-------- STORED DATA --------

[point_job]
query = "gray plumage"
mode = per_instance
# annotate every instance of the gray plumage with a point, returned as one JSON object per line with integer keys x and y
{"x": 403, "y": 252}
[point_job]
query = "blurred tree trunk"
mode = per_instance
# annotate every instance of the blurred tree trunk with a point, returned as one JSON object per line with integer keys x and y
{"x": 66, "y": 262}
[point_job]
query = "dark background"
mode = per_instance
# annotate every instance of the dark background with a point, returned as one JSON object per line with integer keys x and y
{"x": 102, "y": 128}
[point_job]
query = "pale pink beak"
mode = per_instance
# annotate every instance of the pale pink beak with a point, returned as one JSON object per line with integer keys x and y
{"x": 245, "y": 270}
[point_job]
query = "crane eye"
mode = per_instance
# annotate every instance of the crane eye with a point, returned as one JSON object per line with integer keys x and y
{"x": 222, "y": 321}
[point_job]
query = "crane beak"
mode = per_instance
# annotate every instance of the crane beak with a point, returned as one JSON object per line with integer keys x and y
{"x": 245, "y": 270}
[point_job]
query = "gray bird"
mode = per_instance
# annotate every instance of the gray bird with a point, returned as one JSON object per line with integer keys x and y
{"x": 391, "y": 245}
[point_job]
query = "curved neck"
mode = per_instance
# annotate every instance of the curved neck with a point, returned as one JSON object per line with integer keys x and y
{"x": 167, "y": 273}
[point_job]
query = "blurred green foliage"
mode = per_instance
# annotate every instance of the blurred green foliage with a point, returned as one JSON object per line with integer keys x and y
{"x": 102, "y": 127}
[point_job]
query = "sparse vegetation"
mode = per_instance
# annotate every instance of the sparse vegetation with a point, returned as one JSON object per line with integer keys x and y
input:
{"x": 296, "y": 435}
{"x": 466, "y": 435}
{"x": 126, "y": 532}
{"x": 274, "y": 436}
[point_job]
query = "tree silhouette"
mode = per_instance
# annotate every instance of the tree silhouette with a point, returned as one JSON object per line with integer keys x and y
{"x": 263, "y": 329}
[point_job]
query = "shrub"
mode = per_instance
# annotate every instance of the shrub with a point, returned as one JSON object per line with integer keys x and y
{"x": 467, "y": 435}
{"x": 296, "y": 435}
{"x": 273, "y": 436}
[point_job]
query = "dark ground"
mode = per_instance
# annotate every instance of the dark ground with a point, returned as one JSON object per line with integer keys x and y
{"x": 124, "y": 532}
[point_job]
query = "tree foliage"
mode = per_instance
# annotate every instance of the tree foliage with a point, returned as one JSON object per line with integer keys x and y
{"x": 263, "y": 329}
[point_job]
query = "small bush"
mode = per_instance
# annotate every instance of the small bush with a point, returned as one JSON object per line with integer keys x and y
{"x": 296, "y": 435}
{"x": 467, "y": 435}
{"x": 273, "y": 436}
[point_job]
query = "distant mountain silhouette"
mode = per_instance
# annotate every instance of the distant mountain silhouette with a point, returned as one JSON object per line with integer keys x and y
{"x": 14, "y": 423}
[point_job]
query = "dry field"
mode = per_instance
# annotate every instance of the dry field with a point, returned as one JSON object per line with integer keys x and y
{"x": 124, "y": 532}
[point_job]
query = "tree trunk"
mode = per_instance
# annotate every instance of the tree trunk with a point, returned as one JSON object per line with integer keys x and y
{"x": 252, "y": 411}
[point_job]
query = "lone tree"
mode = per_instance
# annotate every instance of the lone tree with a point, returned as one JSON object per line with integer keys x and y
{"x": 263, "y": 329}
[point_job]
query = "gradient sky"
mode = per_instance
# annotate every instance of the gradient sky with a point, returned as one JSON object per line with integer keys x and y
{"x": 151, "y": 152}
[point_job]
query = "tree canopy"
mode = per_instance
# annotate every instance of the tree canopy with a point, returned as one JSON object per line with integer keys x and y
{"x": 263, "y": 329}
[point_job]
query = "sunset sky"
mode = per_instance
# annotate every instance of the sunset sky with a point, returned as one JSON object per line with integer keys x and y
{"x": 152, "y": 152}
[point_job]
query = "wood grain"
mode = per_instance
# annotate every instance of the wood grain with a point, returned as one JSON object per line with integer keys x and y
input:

--------

OBJECTIVE: List every line of the material above that contains the word "beak".

RESULT:
query = "pale pink beak"
# annotate every instance of the pale pink beak with a point, returned as one JSON object per line with integer keys x and y
query = "crane beak"
# annotate every instance of the crane beak with a point, returned as one JSON object per line with integer keys x and y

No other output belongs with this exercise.